**THE TASK:** In the post on neuropathic pain below, which medical journal published the research by Daniela Salvemini and colleagues?

**TEXT SHOWN:**
__________
Treatment for neuropathic pain on the horizon?
This link at Drudge caught my eye: “Scientists discover ‘off-switch’ for pain.”
That would certainly be something to be thankful for.
But then I thought, “Well, I bet it doesn’t apply to neuropathic pain.” I have a special interest in neuropathic pain, because I suffered from it for many years:
We all know what pain from an injury feels like. But if you’re fortunate, you don’t know””and will never have to learn from personal experience””what neuropathic pain is like.
Nerves ordinarily conduct pain impulses when tissues are damaged, but that sort of pain corresponds to the degree of injury and is time-limited. Once healing occurs, the pain (or almost all of it) goes away. Neuropathic pain is different; it arises from injury to the nerves themselves. They become disordered in a host of ways, and the quality of the pain impulses is quite different from that of the more familiar types of pain, and has a marked tendency to become chronic…
Not that much is known about nerve pain today, and it remains exceedingly difficult to treat. But about twenty years ago, when I began to deal with it myself, it was the relative Dark Ages of pain control.
When I hurt my arms it was terrifying; the pain felt like nothing I’d ever had before, and it was with me 24/7. The best I can do to describe it is to say that among its many horrific qualities was the feeling of having sustained a severe sunburn on the entire surface of both arms. But with a real sunburn, there are salves and ointments to apply, you know why you’re hurting, and you know that in a few days the pain will go away.
This pain was different. It waxed and waned in odd and erratic fashion, although it tended to be at its worst at night, which made sleep nearly impossible and the nights a long drawn-out torment. It wasn’t just the burning, either. There was also tingling and stabbing pain and severe achiness and exquisite sensitivity and weakness and pressure and all sorts of odd sensations that gave me the feeling that my body had become a sadistic trickster bent on driving me mad
What’s more, although most pain is a warning sign that something is being damaged (stove, hot, get away!), neuropathic pain appears to have no reasonable purpose at all. No tissue is being harmed, and yet the pain goes on and on and on. You can see why a successful treatment for neuropathic pain would be a boon to humankind.
And so, when I went to the article linked by Drudge, I was elated to see this:
In research published in the medical journal Brain, Saint Louis University researcher Daniela Salvemini, Ph.D. and colleagues within SLU, the National Institutes of Health (NIH) and other academic institutions have discovered a way to block a pain pathway in animal models of chronic neuropathic pain…
Now, that sounds great. Of course, there have been other promising agents that haven’t worked out. But anything that gives hope of an effective treatment for the scourge of neuropathic pain is good news indeed.
Neo have you tried alpha lipoic acid ? It is used on europe for diabetic neuropathy. My father in law used it at my
Suggestion after his own md gave him a shoulder shrug
When he said his feet kept him awake. He had a fairly good
Response, he also used Bvitamins, large doses & topical
Hydrocortisone oint. None of these measures needs a script
Alpha lipoicacid is sold at wamart
Excuse sp, workin off a smart phone that is not too
Smart
The way this post is worded it is hard to tell if Neo is still having trouble with neuropathic pain. Lets hope she is better now. I’m curious if Neo knows what triggered her pain in the first place and how it was eventually resolved or ameliorated?
I’m glad this topic came up.
molly nh; Illuminati:
I tried to convey the fact that it is not that bad now by writing “I suffered from it for many years” rather than “I have suffered from it for many years.” But I guess that didn’t quite get the message across.
The rest of the story is here.
I suffer from chronic inflammatory demyelinating polyneuropathy (CIDP), which is incurable although some people go into remission. It affects 1.5 persons per 1 million. I linked to your story for my friends because you describe neuropathic pain so well. The smartest thing I ever did was make sure I had a pain management specialist as part of my medical team.
terogs:
Good luck to you.
When I first was injured and developed neuropathic pain, pain specialists were few and far between. I first encountered them about 5 years into my saga, and it was helpful. One has to be careful not to go to the kind who attribute everything to a bad attitude, though (there are such pain specialists).
__________
**RECORDS PROVIDED:**
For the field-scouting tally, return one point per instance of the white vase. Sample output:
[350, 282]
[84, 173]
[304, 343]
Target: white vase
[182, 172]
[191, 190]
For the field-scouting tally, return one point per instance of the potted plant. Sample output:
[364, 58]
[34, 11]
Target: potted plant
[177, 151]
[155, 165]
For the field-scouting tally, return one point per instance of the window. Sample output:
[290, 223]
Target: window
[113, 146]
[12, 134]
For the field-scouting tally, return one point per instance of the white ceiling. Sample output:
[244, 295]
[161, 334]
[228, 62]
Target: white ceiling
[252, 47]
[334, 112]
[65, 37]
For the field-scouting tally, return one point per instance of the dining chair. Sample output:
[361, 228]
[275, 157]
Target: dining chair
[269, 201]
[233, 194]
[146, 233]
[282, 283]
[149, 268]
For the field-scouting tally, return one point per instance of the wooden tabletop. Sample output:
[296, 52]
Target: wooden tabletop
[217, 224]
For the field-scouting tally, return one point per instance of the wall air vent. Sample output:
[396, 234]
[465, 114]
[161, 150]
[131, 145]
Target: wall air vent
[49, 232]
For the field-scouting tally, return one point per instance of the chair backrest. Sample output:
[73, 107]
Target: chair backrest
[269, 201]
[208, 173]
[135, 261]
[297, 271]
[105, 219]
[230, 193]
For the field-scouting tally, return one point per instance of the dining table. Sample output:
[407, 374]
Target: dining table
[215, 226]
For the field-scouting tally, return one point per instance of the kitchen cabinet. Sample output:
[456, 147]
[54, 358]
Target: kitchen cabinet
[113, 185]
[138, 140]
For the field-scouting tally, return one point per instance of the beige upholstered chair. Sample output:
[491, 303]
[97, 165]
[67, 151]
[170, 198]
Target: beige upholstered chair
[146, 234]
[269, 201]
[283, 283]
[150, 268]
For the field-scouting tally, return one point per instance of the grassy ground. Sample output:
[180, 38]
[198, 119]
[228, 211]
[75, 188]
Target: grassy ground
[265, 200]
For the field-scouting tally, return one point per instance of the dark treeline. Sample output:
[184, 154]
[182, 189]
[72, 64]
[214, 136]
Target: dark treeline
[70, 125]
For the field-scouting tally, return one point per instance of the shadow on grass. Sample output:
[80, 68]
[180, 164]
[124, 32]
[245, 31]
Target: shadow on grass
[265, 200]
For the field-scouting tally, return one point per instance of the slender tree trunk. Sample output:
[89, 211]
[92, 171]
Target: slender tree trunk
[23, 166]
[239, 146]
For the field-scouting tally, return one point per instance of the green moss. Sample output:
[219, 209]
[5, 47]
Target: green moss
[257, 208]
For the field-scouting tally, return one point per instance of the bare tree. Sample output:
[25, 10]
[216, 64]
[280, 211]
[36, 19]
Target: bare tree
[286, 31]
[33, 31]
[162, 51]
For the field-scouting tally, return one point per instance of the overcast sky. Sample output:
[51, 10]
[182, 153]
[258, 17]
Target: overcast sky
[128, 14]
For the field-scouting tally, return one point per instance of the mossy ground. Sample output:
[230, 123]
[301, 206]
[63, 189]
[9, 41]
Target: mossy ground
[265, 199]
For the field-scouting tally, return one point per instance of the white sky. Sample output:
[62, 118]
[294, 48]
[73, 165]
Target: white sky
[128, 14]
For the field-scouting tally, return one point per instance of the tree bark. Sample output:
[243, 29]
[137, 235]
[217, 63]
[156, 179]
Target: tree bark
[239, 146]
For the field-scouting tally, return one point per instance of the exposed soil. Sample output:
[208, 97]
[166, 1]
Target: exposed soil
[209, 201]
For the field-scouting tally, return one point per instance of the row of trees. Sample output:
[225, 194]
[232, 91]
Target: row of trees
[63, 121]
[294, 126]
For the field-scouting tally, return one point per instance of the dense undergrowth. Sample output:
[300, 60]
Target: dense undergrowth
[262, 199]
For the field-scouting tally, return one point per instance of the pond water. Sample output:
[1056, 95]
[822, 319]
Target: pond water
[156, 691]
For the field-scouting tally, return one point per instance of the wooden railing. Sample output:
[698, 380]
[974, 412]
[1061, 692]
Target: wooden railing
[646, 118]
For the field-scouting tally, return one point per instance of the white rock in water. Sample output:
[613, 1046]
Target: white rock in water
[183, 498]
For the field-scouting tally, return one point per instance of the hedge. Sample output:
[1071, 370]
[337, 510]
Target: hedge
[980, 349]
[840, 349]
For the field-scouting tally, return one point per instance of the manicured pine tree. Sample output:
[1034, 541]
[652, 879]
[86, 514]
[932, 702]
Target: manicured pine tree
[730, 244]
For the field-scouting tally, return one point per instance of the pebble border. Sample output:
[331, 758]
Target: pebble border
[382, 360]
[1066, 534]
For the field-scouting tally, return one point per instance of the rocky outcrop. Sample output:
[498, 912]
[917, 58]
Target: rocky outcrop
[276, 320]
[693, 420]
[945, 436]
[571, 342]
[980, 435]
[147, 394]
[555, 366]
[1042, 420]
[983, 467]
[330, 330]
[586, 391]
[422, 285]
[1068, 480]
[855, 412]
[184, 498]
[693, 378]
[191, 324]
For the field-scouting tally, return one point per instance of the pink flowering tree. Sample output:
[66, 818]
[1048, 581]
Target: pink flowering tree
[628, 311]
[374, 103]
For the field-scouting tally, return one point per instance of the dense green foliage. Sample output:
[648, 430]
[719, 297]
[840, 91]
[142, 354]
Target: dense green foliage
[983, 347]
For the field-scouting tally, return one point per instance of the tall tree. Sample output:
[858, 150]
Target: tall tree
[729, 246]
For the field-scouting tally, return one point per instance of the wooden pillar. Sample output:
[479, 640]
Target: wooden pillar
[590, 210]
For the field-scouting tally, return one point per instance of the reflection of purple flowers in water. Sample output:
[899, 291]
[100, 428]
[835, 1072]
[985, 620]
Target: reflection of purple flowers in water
__________
**RESULT OF THE TASK:** Brain